◆ **Given information**:
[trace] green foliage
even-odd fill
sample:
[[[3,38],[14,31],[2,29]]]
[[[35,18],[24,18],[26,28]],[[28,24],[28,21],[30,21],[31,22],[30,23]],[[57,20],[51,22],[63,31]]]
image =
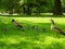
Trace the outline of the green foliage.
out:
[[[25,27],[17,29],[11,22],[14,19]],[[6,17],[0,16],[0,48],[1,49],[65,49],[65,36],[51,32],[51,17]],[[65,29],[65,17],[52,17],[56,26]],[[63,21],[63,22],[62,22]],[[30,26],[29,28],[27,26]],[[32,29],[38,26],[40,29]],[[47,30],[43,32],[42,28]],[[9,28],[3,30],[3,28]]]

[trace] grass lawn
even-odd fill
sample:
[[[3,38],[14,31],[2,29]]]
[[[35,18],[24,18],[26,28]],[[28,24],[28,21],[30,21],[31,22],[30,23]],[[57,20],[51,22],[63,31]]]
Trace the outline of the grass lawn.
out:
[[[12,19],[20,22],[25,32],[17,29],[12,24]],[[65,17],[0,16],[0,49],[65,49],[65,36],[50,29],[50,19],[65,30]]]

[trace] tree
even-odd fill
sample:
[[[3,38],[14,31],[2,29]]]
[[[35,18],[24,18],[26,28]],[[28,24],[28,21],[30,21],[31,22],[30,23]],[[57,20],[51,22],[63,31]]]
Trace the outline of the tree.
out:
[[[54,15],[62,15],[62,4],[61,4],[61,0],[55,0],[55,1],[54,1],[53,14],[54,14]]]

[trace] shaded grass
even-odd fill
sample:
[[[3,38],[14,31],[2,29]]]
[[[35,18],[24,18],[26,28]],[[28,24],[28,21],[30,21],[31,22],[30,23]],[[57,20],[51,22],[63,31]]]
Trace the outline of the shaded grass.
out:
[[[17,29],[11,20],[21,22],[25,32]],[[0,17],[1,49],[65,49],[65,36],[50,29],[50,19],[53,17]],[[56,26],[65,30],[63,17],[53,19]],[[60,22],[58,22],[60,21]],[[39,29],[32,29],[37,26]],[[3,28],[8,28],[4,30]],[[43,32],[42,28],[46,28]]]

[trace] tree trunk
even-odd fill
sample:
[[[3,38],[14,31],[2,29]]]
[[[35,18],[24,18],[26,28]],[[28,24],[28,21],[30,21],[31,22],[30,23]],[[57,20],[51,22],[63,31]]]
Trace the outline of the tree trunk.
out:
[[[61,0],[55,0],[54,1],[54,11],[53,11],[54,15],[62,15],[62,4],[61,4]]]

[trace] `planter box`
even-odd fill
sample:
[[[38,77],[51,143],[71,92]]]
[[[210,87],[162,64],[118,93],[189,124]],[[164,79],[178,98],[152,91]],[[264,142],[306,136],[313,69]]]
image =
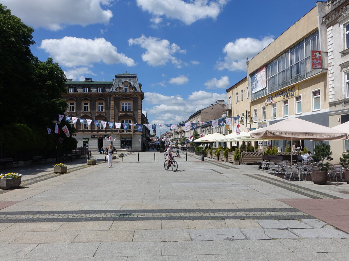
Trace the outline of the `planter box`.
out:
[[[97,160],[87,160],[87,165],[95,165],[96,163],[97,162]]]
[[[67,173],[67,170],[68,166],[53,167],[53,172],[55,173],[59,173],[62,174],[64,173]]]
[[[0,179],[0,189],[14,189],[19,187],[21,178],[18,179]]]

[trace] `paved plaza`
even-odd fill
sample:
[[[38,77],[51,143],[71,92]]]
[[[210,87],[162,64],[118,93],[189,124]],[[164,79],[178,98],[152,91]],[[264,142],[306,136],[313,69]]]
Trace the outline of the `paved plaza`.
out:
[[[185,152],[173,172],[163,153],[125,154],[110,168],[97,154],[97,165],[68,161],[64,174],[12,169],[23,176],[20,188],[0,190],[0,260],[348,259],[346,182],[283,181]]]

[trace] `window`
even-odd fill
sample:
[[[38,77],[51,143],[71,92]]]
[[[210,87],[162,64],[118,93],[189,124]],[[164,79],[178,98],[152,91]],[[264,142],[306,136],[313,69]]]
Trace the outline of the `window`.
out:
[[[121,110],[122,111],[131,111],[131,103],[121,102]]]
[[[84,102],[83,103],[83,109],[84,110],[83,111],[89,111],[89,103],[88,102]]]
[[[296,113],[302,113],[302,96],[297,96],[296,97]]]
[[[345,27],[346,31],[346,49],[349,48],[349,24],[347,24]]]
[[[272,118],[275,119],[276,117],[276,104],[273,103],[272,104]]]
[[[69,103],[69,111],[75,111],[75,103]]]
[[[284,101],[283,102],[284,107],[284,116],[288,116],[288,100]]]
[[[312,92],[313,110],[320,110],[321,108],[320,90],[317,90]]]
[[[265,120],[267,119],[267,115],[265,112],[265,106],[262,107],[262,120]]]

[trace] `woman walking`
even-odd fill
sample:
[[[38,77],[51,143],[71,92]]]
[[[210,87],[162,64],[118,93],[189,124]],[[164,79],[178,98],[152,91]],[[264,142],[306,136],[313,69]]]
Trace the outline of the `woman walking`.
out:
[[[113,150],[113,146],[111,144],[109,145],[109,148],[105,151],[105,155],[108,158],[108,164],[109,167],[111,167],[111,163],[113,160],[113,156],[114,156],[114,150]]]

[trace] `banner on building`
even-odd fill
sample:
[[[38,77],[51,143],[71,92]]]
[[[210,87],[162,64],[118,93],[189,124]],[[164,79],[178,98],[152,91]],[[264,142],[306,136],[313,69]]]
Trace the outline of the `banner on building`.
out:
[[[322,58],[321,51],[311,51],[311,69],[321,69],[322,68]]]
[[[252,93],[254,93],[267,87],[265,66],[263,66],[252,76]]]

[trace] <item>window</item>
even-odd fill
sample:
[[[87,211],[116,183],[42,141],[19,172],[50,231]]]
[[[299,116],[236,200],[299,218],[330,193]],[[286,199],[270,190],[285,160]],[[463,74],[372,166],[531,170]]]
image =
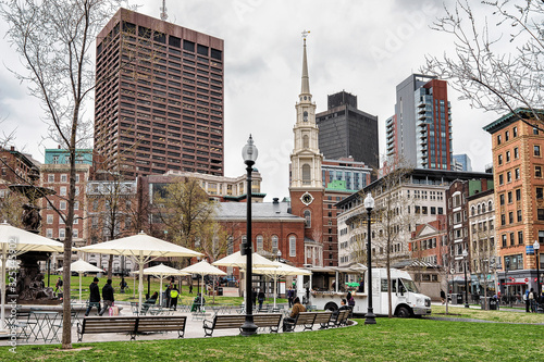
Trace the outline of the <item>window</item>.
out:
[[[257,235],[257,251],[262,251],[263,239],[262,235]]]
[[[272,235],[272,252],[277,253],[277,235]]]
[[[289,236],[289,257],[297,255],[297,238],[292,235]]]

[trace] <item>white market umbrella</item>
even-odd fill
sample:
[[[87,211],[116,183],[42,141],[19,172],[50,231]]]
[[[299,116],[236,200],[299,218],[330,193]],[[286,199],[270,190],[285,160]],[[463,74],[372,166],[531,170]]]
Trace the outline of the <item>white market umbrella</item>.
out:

◆ **Task details**: Format the lines from the one containing "[trace] <item>white market umbrella</item>" through the end of the entries as a JSON list of strings, one string per line, leaving out blank lines.

◆ **Exercise solution**:
[
  "[trace] <item>white market umbrella</item>",
  "even-odd fill",
  "sample:",
  "[[[87,211],[116,183],[42,141],[19,172],[50,231]]]",
  "[[[299,116],[236,200],[299,218],[330,193]],[[286,199],[270,190],[285,160]],[[463,74],[372,166],[531,170]]]",
  "Trace the outline of the <item>white market umbrella</item>.",
  "out:"
]